● **Passage**
──────────

# How much is too much for a photographer?



## Hayley90

:wave: hey ladies!

i have known for AGES who i want to take our wedding photographs, she is amazing. 

her basic all-day wedding package, including all images edited etc, is £1000. 

is this too much? i dont mind spending that on her, as i know she will be BRILLIANT, and for an extra £500 she brings another photographer to capture the bits she cant! But, i dont want to spend that if its ridiculously over priced iykwim?

Help :blush: 

i fear i have expensive taste in everything, so dont trust my judgement :rofl:


----------



## lynne192

if you are willing and have it then go for it, that would be 1/4th our budget so we wont be doin that but you'll hold those pictures for a lifetime so makes sense to spend, i really hope you find something perfect and suitable for you


----------



## Arlandria

Ive always said to my OH that the photographer and videographer are quite important to me so we've budgeted £2,000-£2,500 - if you like their work and you get what you want, its you who has to be happy with paying that really.

I would if I knew I always wanted them - i'd rather cut costs on my dress or elsewhere if needed but thats me :D

xx


----------



## booflebump

£1000 is pretty reasonable for an all day package, and for 1500 to have two photographers is great. Photos are such a important part of the whole wedding - and you need to be confident in your photographers ability to capture those special moments. Does she have a website so I can have a gander? I love looking at photographer websites! xxx


----------



## polo_princess

:shock: :shock: How much? OMG i could buy a car for that :rofl:

That makes me sound like a right penny pincher doesnt it? I know and have worked with quite a lot of photographers so i get perks :lol:, But in knowing that i could hire a top professional photographer for a flat rate of £350 for the entire day i wouldnt consider paying anymore if i needed too :)


----------



## Hayley90

:rofl: Holly if i could buy a decent car for £1k i'd have one by now... where on earth do you buy your cars :rofl:

She is only "cheap" as she is my age - extremely talented and has just set up her business side of things. She used to just do events as favours, so shes pretty experienced for someone my age. She moved to america last year and lived with her boyfriend who was a pro photographer so he taught her shedloads aswell. 

I will find a link :)


----------



## RedRose19

im not sure how much i'll be spending on the photographer but im sure it wont be that much :lol: but if its something you really want, at the end of the day its your wedding.. so you should have the things that make it special for you.. maybe save for that separately to the rest of the wedding so you have the money by the time you get married :D


----------



## Vici

It all boils down to your own budget really hun. Also have you negotiated with her? My photographers standard package for a Saturday starts at £1600 but after haggling for our Friday wedding i got her down to £450 with a CD of all pics x


----------



## 24/7

My whole wedding wasn't much more than the two photographer package!!! :haha: We paid £375 for our photographer and she was brilliant. xxx


----------



## booflebump

This might help you https://www.rockmywedding.co.uk/how-to-choose-a-wedding-photographer/ 

Its such a personal thing - there is no right or wrong amount to spend on it xxx


----------



## xxxjacxxx

how much? OMG! Ant (my oh) is a wedding photographer and his basic package is £299 at the moment(for 2010-2011), this includes a disc with around 900 photographs on:thumbup: 

If you look around you would get cheaper but if you like her style then I'd go with her.

──────────

● **Goal A**
Report each line of the records that contains the string "answer".
The forum thread above has no connection to the records.

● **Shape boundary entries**
──────────

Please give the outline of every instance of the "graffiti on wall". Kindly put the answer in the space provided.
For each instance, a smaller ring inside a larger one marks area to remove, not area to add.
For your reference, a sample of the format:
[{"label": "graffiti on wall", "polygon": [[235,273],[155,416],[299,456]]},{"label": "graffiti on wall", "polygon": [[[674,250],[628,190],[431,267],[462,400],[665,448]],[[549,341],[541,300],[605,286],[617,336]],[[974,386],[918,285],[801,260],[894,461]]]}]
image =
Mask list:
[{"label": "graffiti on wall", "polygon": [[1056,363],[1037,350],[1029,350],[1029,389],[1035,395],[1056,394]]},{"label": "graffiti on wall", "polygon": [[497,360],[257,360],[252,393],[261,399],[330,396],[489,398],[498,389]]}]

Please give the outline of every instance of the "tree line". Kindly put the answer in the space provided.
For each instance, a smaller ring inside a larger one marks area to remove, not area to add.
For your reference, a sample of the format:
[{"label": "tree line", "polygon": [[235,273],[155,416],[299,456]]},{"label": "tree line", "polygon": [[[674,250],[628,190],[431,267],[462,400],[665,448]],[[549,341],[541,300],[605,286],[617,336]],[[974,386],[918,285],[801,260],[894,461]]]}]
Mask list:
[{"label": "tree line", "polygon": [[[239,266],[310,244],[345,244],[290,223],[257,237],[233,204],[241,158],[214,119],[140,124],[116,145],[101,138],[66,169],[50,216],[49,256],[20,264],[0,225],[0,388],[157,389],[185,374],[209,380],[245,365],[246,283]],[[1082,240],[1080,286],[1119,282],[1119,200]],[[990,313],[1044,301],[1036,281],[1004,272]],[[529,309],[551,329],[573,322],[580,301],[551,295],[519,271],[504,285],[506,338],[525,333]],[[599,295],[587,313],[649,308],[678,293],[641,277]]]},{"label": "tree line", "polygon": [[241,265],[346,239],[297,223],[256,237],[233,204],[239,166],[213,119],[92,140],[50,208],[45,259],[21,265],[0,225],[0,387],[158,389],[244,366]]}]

──────────

● **Goal B**
In the forum thread about photographer prices, how much does Ant charge for his basic package?

● **Correct output A**
Please give the outline of every instance of the "graffiti on wall". Kindly put the answer in the space provided.
Please give the outline of every instance of the "tree line". Kindly put the answer in the space provided.

● **Correct output B**
£299